TASK DIRECTIONS>
Rewrite the entries below, putting "I would be grateful" wherever "I would appreciate it" appears and keeping all other text the same.

Region outline entries
******************************
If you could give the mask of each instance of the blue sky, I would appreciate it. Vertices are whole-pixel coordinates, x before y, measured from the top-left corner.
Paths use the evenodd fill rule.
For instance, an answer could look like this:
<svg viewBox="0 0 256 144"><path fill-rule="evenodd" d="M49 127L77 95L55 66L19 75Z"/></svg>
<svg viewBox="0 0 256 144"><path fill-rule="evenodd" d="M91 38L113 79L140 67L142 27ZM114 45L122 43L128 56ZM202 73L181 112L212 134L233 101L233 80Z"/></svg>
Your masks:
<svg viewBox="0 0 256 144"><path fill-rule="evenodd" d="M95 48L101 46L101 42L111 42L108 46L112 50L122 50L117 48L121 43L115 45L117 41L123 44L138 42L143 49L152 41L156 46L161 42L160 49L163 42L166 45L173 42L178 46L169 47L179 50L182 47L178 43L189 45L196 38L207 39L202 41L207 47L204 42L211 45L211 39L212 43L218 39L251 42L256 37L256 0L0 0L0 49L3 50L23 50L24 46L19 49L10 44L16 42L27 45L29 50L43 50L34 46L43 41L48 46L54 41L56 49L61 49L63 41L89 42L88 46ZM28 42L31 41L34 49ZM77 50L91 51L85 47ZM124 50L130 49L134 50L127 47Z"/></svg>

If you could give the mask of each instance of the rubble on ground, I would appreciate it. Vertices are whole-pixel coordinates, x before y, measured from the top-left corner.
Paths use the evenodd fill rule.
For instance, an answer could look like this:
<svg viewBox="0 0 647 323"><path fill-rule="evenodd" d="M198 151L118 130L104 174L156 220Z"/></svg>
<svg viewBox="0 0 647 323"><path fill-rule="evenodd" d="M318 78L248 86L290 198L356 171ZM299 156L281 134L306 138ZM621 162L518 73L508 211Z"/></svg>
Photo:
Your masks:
******************************
RIGHT ANSWER>
If you could give the mask of each instance of the blue sky, I would be grateful. Vertices are whole-pixel coordinates, x before y, measured from the top-left corner.
Paths use the evenodd fill rule.
For instance, an answer could look like this:
<svg viewBox="0 0 256 144"><path fill-rule="evenodd" d="M49 127L77 95L55 66L19 75Z"/></svg>
<svg viewBox="0 0 256 144"><path fill-rule="evenodd" d="M91 38L113 79L140 67L142 27ZM114 45L122 43L128 56ZM202 73L181 112L212 134L233 101L233 80Z"/></svg>
Your masks:
<svg viewBox="0 0 256 144"><path fill-rule="evenodd" d="M95 48L101 46L101 42L111 42L108 46L112 50L122 50L117 48L121 43L115 45L117 41L123 44L138 42L143 49L152 41L156 46L161 42L160 49L163 42L166 45L173 42L178 46L169 47L179 50L182 47L178 43L189 45L196 38L207 39L202 41L207 47L204 42L211 45L211 39L212 43L218 39L251 42L256 37L256 0L0 0L0 49L3 50L23 50L24 46L19 49L10 44L16 42L27 45L29 50L43 50L34 46L43 41L48 46L54 41L56 49L61 49L63 41L89 42L88 46ZM28 42L31 41L34 49ZM77 50L91 51L85 47ZM124 50L130 49L134 50L127 47Z"/></svg>

If you could give the mask of each instance of the rubble on ground, I would be grateful. Vertices are whole-pixel coordinates, x before y, measured from the top-left corner.
Paths use the evenodd fill rule.
For instance, an answer could look like this:
<svg viewBox="0 0 647 323"><path fill-rule="evenodd" d="M198 151L118 130L104 174L156 220Z"/></svg>
<svg viewBox="0 0 647 323"><path fill-rule="evenodd" d="M318 78L248 86L290 198L356 171ZM299 156L281 134L306 138ZM621 162L518 73L508 211Z"/></svg>
Photo:
Your masks:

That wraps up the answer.